> [Passage]:
◇ ◇ ◇ ◇ ◇

Finca El Paredon
“I am Celia Leticia Sosa Cortés, I was born in Totutla, Huitzilan de Serdán, Puebla, daughter of Rafael Sosa and Celia Cortés. My parents worked the field growing coffee, corn and beans, and to date my mother has a bakery, so I grew up supporting the cultivation and bakery work.
On January 3, 2004, I married Carlos García Campillo and as a wedding gift my uncle Honorio Cortés López gave me one hectare of coffee.
Although life in the countryside is difficult, we think it would be very good for our children to be born and live their childhood in a beautiful and peaceful place, such as Totutla.
Considering that my husband also grew up in a coffee farm and knew the cultivation and management of the machinery used in coffee benefits, we decided to work together that hectare of coffee plantation that we were given. We started this life project with great enthusiasm, researching and putting into practice the knowledge acquired from generation to generation, to cultivate and benefit our coffee in the best way.

◇ ◇ ◇ ◇ ◇

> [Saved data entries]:
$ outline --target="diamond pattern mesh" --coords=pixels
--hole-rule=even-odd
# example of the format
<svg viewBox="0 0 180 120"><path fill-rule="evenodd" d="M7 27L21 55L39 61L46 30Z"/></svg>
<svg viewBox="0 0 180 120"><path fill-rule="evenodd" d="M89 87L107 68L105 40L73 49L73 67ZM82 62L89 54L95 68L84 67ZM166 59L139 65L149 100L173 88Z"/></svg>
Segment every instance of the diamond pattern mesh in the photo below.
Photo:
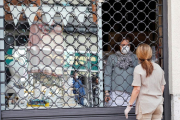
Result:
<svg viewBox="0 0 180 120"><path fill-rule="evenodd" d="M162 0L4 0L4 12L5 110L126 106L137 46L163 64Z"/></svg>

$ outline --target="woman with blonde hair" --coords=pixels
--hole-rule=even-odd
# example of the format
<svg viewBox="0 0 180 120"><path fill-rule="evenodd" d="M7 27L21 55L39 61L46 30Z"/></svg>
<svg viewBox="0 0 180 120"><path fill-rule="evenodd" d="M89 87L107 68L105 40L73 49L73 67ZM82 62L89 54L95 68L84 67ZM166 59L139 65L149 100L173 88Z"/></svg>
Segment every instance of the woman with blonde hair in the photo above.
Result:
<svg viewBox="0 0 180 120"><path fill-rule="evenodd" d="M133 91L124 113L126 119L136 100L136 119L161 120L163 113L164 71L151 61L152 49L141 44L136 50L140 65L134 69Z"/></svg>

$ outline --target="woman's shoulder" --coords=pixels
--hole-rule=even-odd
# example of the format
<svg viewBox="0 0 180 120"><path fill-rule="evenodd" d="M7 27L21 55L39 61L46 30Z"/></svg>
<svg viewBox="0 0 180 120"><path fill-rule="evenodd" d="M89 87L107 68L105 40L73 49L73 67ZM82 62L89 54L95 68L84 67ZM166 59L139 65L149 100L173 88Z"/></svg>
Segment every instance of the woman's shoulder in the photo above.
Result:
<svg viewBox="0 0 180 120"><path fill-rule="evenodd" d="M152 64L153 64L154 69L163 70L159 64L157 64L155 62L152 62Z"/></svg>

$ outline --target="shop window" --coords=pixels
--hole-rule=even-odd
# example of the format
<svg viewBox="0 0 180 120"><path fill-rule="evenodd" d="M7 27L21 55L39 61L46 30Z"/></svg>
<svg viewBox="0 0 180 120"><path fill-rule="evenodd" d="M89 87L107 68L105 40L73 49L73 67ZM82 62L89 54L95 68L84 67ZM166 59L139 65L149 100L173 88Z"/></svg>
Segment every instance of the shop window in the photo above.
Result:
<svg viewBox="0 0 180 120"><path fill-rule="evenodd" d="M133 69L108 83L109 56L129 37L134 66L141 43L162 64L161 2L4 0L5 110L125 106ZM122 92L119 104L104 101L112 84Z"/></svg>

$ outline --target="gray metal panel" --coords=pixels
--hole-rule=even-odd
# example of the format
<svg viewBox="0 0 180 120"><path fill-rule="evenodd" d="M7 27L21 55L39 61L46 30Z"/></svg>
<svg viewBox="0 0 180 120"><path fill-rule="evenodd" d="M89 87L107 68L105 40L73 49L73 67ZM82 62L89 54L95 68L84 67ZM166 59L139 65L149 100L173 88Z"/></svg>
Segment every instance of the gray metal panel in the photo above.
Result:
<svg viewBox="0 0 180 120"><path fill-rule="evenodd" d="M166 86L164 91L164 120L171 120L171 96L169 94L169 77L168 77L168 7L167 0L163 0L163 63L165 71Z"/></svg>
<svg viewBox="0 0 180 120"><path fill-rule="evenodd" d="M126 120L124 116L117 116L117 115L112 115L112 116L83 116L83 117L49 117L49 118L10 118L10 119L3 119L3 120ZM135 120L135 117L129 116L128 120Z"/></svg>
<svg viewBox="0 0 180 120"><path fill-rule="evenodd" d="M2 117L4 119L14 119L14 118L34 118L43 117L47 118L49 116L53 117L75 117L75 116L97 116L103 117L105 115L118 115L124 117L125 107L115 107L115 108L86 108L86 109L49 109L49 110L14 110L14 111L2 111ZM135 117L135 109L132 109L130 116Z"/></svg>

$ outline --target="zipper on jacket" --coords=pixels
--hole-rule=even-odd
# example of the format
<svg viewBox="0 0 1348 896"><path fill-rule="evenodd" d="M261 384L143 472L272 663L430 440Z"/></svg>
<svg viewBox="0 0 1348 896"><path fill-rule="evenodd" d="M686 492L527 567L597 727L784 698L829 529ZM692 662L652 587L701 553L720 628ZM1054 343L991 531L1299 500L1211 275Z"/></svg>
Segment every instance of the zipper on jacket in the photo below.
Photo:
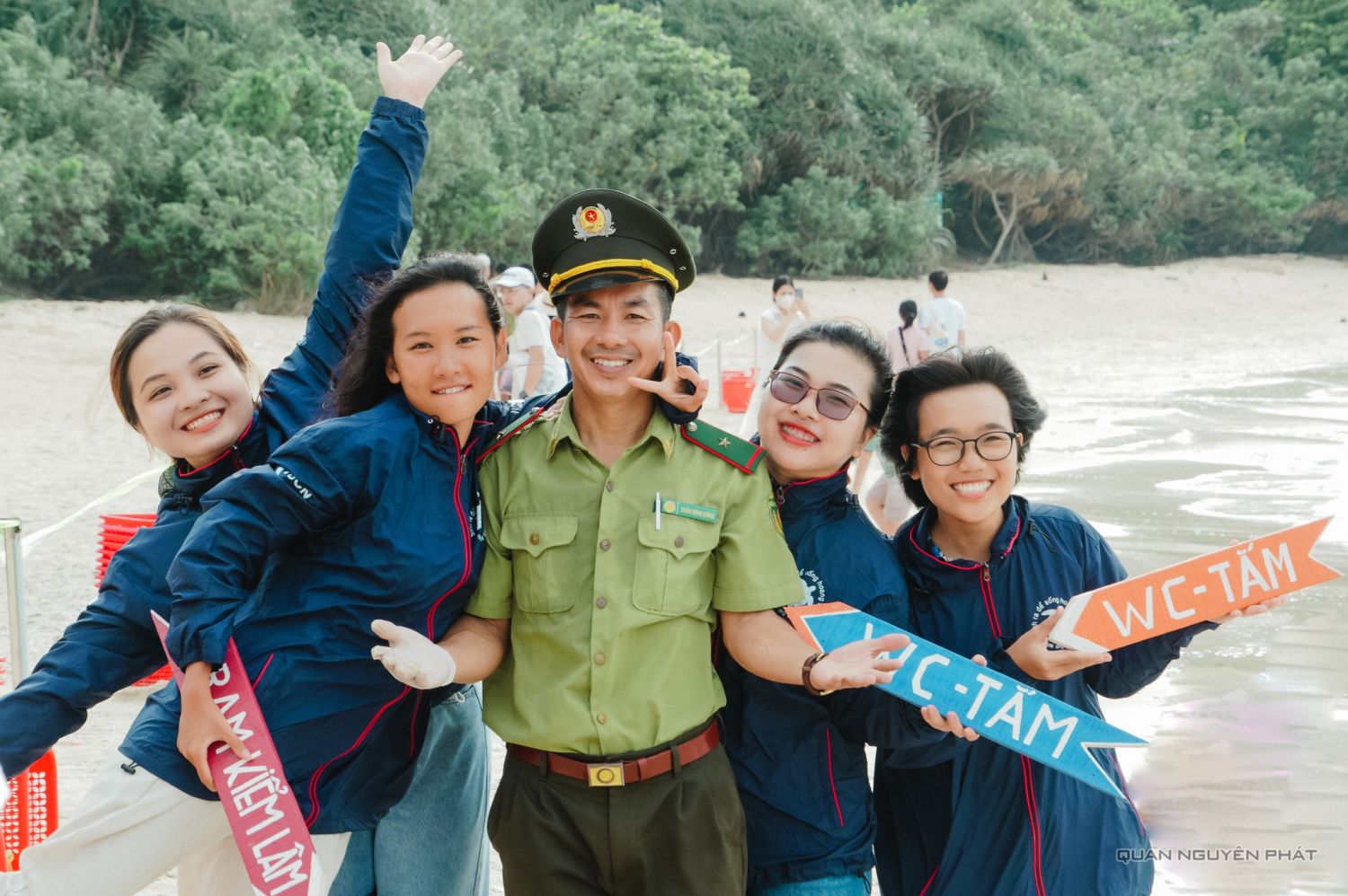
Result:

◇ ◇ ◇ ◇ ◇

> [Using the information]:
1 > Decide whether each statement below agrees with the Finca El Paredon account, answering yes or no and quoting the words from the account that settle it. (a) Celia's uncle gave her one hectare of coffee as a wedding gift. (b) Celia's husband grew up in a city with no farm experience. (c) Celia's mother still has a bakery.
2 > Return the stretch of the Finca El Paredon account from "On January 3, 2004, I" through "such as Totutla.", copied word for word.

> [List of answers]:
1 >
(a) Yes: "as a wedding gift my uncle Honorio Cortés López gave me one hectare of coffee"
(b) No: "my husband also grew up in a coffee farm"
(c) Yes: "to date my mother has a bakery"

2 >
On January 3, 2004, I married Carlos García Campillo and as a wedding gift my uncle Honorio Cortés López gave me one hectare of coffee.
Although life in the countryside is difficult, we think it would be very good for our children to be born and live their childhood in a beautiful and peaceful place, such as Totutla.